*** Opening The data ***

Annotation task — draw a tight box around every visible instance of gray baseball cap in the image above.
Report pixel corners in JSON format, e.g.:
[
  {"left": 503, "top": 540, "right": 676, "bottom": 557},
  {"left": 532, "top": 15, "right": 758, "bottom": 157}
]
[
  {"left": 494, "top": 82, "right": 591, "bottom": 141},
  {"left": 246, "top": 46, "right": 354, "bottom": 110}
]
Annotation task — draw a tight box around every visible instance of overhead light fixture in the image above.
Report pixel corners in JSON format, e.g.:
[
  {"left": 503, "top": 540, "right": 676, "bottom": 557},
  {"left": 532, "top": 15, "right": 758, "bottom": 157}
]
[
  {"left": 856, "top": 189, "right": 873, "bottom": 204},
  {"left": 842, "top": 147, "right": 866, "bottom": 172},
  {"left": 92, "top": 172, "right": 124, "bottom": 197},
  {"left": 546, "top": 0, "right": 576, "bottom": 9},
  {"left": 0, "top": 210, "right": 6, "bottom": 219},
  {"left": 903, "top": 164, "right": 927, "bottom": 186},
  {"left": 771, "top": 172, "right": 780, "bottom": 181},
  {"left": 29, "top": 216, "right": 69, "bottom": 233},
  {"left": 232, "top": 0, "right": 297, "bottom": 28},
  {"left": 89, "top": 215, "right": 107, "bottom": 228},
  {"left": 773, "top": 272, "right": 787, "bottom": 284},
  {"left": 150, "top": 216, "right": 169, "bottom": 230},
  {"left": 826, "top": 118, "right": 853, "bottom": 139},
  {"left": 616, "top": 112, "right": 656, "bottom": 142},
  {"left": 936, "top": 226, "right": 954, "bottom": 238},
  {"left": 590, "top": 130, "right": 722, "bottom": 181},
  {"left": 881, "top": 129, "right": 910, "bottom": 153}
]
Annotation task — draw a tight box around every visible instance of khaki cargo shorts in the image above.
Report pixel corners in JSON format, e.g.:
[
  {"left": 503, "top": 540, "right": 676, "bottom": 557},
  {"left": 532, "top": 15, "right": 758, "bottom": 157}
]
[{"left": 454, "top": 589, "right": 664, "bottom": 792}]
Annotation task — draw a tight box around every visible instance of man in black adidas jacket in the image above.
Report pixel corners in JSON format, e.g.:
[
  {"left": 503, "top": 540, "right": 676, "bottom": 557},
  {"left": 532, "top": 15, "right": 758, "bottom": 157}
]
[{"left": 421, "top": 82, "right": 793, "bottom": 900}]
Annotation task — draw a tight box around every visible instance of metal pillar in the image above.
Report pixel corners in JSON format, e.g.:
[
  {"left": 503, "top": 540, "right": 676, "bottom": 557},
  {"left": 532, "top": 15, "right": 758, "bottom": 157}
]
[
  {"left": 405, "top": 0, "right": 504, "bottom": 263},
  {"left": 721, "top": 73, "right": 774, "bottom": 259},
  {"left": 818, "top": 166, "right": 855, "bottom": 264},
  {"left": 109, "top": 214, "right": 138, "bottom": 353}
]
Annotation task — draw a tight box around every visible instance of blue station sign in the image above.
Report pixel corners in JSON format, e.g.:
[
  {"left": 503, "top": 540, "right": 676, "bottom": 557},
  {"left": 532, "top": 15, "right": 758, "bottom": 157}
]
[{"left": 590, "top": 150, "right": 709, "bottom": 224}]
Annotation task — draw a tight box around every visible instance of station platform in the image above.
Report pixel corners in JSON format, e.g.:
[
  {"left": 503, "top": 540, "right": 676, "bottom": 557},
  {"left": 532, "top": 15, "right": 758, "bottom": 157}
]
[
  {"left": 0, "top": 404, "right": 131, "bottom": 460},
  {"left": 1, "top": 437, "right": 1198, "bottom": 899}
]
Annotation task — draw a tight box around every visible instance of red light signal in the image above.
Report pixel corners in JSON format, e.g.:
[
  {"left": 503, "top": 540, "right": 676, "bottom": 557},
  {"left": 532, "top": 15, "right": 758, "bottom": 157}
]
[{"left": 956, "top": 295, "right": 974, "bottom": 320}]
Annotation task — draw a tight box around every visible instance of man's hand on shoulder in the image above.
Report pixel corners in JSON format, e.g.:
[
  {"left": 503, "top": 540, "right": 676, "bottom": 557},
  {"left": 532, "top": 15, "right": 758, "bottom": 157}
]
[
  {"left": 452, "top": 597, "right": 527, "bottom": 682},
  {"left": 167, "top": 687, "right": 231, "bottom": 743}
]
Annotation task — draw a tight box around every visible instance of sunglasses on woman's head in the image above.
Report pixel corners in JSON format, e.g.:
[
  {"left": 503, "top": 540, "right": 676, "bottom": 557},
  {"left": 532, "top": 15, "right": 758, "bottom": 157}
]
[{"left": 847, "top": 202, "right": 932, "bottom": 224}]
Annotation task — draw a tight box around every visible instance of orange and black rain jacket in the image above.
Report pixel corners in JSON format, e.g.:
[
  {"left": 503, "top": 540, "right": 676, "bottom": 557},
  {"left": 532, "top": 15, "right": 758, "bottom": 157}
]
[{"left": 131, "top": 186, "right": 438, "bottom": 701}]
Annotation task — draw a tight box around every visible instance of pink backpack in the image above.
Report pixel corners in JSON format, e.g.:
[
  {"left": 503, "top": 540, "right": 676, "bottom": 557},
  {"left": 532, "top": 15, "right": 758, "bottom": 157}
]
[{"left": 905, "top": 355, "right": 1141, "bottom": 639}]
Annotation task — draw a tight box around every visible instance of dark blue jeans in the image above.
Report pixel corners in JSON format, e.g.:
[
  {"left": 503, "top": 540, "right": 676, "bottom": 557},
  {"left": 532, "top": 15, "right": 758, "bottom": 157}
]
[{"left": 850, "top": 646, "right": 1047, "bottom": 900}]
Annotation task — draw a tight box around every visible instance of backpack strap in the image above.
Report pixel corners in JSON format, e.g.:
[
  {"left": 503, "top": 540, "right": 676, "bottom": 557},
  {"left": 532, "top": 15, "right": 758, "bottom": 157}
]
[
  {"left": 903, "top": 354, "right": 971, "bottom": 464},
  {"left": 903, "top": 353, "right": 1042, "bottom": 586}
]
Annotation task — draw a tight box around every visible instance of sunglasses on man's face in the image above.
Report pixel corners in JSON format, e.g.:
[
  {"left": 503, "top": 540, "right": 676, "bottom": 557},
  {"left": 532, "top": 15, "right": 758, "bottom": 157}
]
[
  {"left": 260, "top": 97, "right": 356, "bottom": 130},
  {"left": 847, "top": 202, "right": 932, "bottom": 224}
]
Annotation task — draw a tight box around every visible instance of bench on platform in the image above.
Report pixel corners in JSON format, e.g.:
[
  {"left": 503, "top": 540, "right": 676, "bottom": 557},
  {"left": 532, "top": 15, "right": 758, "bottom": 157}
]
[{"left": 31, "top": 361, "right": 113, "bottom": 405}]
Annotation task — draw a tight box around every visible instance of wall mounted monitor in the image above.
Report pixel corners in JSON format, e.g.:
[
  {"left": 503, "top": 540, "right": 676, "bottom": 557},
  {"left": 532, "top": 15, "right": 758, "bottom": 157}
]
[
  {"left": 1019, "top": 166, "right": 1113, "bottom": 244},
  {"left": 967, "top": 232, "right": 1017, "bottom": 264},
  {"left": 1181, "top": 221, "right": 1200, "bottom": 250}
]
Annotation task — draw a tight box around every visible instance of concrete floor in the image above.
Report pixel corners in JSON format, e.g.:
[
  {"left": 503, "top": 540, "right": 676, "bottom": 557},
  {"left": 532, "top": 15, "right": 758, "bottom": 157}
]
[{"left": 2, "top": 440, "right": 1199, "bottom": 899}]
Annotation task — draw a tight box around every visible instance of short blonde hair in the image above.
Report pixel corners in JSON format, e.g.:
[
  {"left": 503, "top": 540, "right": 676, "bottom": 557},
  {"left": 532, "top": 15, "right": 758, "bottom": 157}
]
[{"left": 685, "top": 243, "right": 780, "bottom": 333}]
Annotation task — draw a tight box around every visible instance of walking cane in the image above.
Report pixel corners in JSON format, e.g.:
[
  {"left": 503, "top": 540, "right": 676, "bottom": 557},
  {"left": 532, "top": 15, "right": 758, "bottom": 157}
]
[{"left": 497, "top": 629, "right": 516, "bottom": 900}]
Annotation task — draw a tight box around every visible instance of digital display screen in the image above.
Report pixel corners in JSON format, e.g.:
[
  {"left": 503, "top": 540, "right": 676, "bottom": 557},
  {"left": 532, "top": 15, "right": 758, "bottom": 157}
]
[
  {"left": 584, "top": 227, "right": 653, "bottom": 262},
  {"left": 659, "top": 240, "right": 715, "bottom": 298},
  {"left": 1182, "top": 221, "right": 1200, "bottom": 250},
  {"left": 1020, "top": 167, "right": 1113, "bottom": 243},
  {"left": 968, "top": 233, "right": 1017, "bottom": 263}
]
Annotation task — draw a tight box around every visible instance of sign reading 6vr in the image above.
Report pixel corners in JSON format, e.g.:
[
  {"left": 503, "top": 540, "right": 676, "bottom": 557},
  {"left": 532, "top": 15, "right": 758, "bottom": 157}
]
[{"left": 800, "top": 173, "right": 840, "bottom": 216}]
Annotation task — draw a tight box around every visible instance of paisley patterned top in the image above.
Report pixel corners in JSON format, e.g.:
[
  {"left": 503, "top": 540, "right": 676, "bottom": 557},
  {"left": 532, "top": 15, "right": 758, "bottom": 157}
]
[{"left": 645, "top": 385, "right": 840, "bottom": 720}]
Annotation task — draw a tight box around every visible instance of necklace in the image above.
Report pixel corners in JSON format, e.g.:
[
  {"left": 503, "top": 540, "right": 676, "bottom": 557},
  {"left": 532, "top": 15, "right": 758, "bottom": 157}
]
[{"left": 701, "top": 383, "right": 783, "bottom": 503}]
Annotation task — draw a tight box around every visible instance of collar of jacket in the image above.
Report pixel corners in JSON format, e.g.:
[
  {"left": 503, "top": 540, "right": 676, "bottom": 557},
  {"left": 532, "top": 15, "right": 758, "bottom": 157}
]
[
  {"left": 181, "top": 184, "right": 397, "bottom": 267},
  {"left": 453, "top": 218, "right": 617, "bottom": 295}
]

*** Closing The data ***

- What the exercise asks
Using the entries, return every line where the word "sunglasses" can be found.

- Solution
Annotation task — draw a tight box around every visible instance of sunglasses on woman's head in the image above.
Annotation task — draw a tight box around every visible instance of sunglasses on man's face in the image above.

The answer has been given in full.